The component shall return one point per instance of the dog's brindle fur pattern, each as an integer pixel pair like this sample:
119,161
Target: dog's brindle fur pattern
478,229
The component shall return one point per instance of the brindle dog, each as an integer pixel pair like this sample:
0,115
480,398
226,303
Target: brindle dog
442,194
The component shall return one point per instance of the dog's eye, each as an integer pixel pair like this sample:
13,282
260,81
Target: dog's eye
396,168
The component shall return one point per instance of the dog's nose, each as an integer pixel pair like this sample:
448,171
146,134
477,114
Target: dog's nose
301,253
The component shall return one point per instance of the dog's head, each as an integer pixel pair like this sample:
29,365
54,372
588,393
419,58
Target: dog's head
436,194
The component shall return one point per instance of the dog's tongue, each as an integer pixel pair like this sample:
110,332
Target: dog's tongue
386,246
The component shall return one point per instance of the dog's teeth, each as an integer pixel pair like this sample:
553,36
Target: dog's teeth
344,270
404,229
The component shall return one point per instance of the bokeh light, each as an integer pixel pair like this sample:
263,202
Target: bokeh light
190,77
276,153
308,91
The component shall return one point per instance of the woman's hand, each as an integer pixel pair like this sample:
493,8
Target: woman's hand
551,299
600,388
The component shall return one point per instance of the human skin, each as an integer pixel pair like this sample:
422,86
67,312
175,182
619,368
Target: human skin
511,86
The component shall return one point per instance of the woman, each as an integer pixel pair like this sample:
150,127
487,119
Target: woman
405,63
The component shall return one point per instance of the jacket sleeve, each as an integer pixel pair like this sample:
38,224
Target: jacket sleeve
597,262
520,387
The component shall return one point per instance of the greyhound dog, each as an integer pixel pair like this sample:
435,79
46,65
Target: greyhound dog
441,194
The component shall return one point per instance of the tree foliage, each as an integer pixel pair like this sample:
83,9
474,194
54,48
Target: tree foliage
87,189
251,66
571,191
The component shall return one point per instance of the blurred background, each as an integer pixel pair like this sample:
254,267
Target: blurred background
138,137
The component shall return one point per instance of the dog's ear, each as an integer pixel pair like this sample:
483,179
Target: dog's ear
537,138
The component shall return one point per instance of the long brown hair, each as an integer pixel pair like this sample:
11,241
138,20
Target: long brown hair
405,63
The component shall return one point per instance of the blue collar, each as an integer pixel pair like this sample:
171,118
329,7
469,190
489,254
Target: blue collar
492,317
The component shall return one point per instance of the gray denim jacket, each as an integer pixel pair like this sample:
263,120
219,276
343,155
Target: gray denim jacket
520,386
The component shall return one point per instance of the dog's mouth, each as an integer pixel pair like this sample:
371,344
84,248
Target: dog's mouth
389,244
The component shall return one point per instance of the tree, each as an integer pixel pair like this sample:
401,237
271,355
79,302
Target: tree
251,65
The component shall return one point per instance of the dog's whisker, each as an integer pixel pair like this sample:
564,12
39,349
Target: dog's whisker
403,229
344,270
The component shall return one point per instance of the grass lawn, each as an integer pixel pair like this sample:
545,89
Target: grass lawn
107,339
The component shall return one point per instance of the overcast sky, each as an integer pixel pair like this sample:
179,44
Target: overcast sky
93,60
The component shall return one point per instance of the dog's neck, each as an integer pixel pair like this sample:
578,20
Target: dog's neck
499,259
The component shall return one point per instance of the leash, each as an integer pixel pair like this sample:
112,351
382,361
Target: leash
--
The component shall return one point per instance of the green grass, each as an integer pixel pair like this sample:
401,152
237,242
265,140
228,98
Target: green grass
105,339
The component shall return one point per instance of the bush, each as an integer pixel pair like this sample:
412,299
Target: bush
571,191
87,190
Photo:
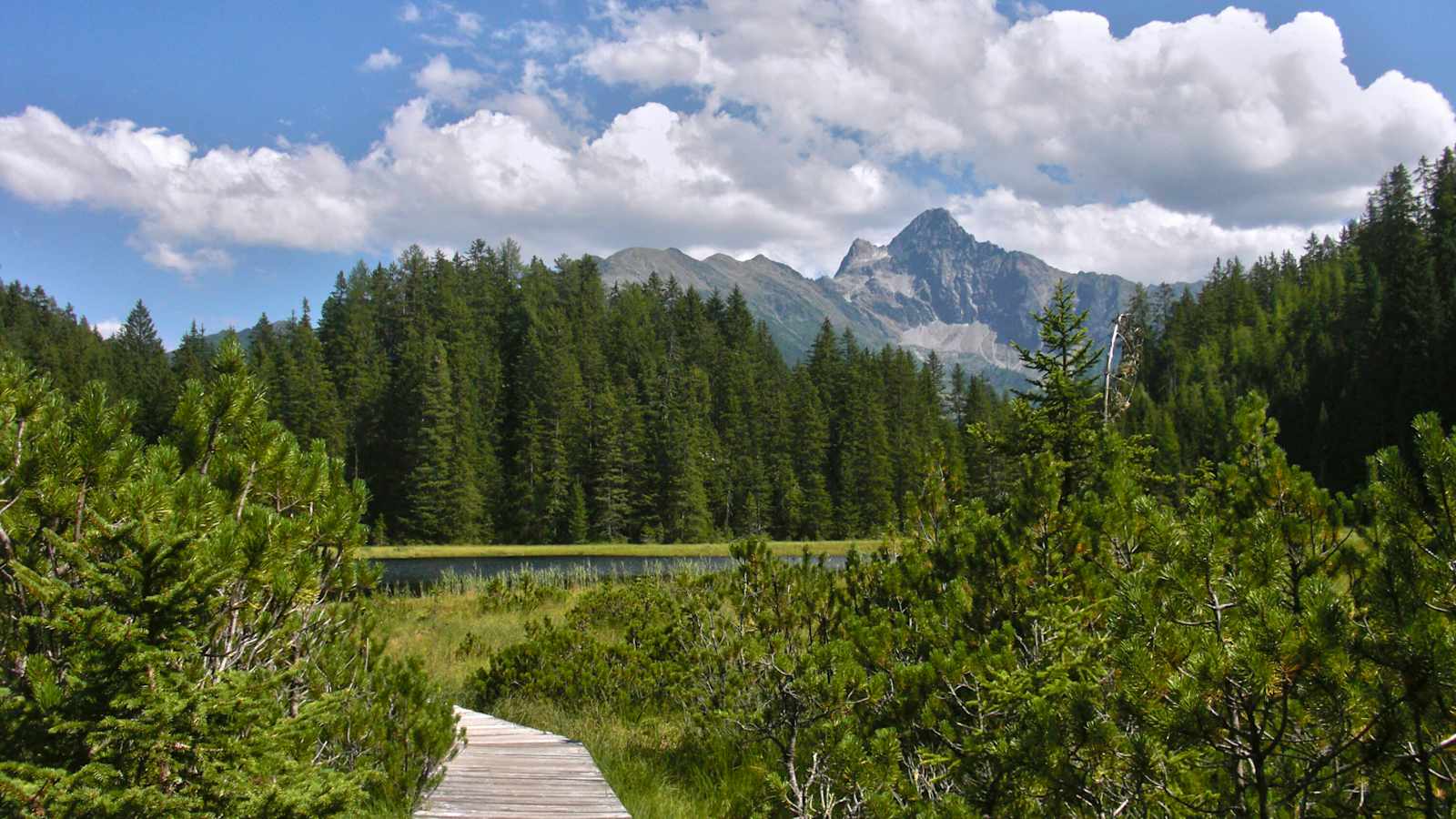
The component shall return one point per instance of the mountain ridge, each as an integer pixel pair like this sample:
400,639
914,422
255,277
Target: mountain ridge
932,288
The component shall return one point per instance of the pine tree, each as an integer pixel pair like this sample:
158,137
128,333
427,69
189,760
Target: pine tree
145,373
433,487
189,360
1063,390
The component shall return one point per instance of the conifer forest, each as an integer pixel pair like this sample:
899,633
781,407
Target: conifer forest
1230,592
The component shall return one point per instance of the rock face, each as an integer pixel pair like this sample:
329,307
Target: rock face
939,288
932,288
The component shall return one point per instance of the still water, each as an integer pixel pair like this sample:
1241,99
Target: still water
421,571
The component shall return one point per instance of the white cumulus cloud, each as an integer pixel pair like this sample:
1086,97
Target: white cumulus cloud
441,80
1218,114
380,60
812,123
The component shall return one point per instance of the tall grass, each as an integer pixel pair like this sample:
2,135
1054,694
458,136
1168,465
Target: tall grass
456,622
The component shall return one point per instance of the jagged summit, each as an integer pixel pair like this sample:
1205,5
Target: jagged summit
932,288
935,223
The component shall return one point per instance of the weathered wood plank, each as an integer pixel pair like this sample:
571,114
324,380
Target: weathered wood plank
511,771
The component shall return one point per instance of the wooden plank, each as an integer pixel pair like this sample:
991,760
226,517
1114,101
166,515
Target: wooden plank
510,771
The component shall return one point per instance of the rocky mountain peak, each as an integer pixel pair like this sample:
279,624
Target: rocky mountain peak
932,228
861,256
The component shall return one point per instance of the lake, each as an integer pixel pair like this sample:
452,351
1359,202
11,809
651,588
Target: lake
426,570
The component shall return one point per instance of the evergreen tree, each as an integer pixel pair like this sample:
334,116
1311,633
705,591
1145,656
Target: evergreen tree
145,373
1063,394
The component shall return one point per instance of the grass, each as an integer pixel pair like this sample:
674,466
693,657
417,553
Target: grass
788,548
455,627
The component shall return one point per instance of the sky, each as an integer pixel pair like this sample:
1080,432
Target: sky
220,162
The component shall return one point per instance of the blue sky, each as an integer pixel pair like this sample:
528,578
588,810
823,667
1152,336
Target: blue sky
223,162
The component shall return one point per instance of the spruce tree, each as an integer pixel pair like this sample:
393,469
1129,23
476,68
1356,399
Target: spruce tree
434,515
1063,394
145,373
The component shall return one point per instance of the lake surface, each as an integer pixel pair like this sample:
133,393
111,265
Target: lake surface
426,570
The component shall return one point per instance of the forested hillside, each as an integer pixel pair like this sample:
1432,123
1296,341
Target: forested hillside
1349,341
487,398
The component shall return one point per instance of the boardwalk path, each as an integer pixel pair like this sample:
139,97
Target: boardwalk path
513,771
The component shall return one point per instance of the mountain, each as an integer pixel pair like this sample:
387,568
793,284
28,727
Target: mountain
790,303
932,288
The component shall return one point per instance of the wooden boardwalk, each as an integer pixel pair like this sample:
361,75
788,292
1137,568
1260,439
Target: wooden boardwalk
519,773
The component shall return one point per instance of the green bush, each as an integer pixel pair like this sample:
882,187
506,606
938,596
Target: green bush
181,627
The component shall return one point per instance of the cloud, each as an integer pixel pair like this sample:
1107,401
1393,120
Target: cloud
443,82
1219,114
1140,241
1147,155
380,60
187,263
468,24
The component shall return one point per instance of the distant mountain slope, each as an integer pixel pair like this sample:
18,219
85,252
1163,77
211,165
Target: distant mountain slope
...
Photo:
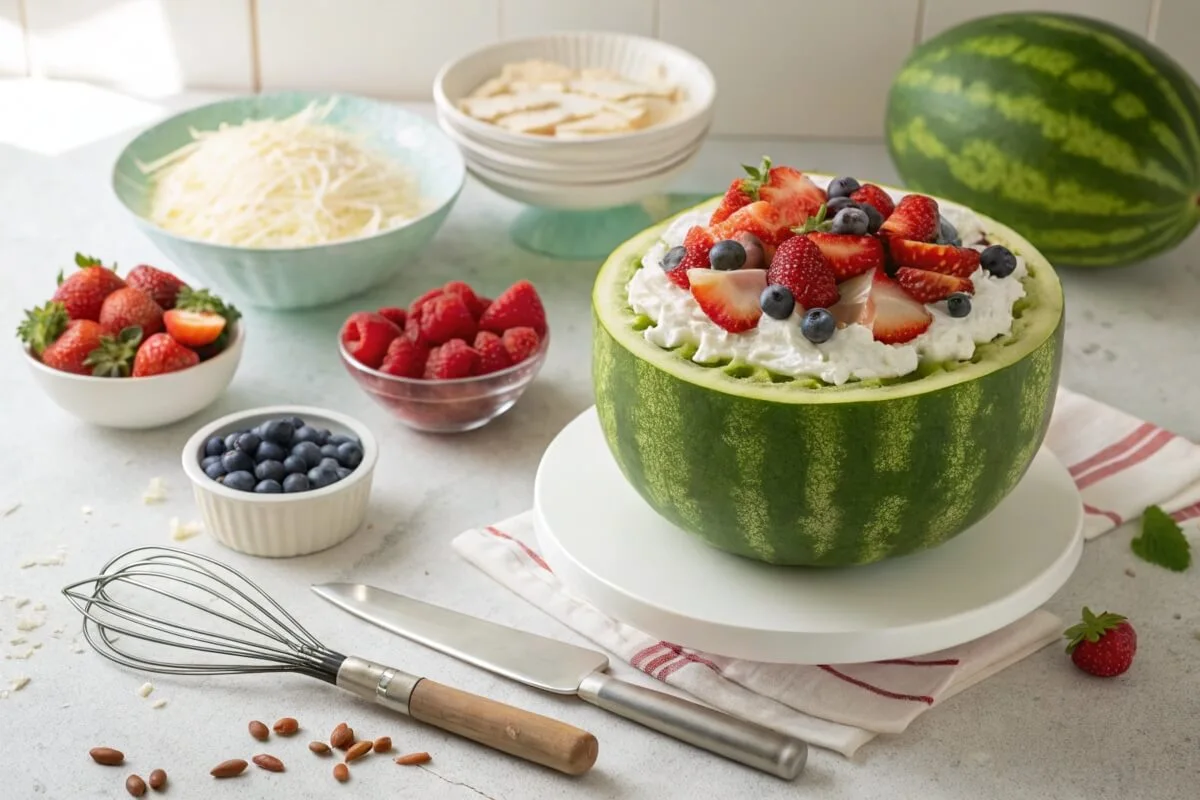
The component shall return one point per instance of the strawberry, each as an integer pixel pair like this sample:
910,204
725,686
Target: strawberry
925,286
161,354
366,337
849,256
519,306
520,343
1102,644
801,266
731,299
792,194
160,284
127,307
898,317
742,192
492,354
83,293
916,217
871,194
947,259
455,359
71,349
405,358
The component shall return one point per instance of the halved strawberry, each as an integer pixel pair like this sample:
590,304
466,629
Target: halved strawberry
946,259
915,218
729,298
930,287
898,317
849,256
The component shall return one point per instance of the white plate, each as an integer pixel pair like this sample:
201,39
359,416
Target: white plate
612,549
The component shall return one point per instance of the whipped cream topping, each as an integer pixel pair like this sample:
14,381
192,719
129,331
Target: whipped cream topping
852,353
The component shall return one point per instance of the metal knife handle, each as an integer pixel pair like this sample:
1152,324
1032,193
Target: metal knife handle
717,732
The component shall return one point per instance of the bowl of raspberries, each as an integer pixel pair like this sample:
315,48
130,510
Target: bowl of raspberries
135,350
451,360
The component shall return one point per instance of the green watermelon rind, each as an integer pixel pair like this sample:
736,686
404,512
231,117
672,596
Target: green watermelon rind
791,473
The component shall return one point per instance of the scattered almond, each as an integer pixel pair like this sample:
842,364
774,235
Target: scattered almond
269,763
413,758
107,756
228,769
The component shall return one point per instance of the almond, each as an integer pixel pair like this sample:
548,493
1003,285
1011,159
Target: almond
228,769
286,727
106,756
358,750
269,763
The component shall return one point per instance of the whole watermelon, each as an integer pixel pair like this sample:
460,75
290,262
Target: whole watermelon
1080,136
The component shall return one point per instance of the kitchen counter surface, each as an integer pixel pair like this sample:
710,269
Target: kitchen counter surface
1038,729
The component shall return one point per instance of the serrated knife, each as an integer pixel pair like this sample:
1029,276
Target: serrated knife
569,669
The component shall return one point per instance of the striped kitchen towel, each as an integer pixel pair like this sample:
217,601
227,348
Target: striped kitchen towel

WHAT YOU WILL DO →
Which lines in the records above contain the string "leash"? Copy each one.

RESPONSE TO THIS TASK →
The component shall return one point per instance of the leash, each as an integer pixel pair like this sample:
Target: leash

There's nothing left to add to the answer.